▶ [Stated goal]
Rewrite everything from the line containing "Bet you can't find the red" down to the line containing "[177,148,230,159]", replacing "photo" with "image" and leaving all else unchanged. Omit the pictures from the answer.

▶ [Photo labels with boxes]
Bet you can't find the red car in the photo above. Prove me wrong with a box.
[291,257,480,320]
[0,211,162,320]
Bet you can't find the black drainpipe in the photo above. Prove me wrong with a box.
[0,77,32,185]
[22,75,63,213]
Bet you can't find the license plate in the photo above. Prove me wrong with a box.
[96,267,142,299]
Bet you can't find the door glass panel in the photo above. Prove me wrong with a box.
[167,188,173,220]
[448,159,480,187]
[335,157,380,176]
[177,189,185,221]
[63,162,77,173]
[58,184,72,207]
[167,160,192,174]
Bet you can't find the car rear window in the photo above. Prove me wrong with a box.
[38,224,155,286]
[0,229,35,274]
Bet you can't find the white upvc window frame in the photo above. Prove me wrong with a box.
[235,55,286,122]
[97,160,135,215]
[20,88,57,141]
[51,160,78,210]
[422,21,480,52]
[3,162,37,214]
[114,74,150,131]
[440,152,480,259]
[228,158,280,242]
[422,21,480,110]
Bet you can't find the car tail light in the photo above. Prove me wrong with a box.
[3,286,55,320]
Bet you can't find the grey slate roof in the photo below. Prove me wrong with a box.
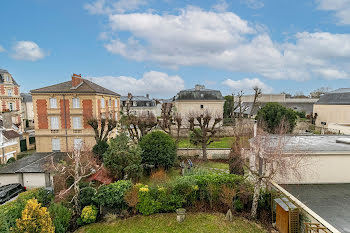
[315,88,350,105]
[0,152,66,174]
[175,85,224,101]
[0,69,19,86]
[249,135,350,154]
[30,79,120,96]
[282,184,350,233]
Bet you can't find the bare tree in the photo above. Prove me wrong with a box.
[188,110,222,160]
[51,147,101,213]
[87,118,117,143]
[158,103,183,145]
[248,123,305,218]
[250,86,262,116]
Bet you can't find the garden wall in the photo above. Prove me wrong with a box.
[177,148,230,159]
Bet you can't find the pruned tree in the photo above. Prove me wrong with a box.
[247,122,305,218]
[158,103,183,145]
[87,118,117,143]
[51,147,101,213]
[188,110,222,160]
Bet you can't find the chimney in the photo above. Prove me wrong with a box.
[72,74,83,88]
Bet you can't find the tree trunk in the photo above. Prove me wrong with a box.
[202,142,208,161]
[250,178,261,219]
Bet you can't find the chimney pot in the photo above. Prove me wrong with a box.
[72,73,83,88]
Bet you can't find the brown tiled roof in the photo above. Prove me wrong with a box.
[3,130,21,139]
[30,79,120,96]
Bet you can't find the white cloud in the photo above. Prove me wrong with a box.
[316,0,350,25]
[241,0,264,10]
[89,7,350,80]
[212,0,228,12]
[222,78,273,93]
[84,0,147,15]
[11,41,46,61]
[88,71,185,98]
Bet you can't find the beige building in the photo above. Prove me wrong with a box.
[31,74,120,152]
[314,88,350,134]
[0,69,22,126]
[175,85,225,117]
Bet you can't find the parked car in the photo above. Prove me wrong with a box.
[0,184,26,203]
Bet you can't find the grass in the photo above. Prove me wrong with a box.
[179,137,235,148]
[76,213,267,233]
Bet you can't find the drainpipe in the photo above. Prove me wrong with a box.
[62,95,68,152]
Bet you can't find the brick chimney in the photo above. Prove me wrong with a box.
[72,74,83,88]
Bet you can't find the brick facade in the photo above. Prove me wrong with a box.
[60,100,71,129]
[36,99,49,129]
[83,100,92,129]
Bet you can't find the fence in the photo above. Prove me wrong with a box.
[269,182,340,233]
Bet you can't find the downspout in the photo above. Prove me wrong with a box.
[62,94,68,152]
...
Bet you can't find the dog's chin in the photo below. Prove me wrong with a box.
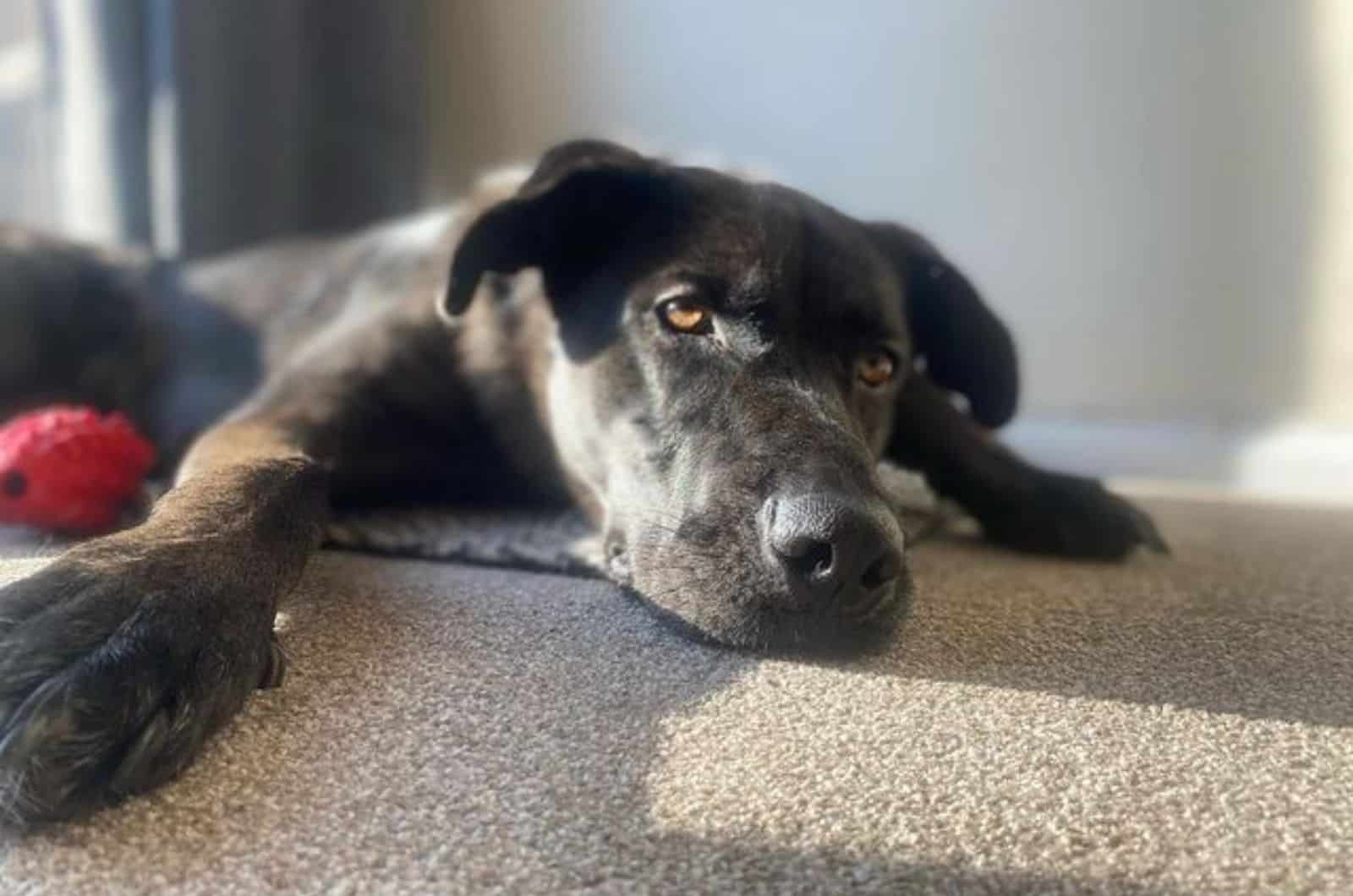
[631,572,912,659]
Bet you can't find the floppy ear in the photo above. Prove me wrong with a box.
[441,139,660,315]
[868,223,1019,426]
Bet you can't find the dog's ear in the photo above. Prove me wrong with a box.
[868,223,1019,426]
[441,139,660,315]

▶ [Exercise answer]
Bet you can't find the red car in the image above. Prove me wrong with a box.
[291,257,480,320]
[0,211,162,320]
Bet you can't find the black drainpipe in the image above. Prove me wrong with a box.
[0,77,32,185]
[22,75,63,213]
Bet you can't find the license plate in the image above. Prove me wrong with a box.
[96,267,142,299]
Bet you can't find the door glass panel in the image above. Prove me wrong with a box.
[167,188,173,220]
[448,159,480,187]
[335,157,380,176]
[177,189,185,221]
[63,162,77,173]
[58,184,72,207]
[167,160,192,174]
Bet you can't find the car rear window in the image above. Prove me wrong with a box.
[38,224,155,286]
[0,229,35,274]
Bet you can't find the white upvc window frame in the image above. Prove me wrong with a box.
[235,55,286,122]
[97,160,135,215]
[20,88,57,141]
[51,160,78,210]
[422,21,480,52]
[3,162,37,214]
[114,74,150,131]
[440,152,480,259]
[228,158,280,242]
[422,21,480,110]
Bet you can't find the car tail light in the image above. Prove me wrong with a box.
[3,286,55,320]
Bet you can't find the grey slate roof in the image below. Prove me wrong with a box.
[315,88,350,105]
[0,152,66,174]
[175,85,224,101]
[0,69,19,86]
[249,135,350,154]
[30,79,120,96]
[282,184,350,233]
Bet you can't find the bare tree in the image above. Prove me wrong with a box.
[188,110,222,160]
[51,147,101,213]
[87,118,117,143]
[158,103,183,145]
[248,123,305,218]
[250,86,262,116]
Bet you can't find the garden wall in the image above. Prove me wrong with a box.
[177,148,230,159]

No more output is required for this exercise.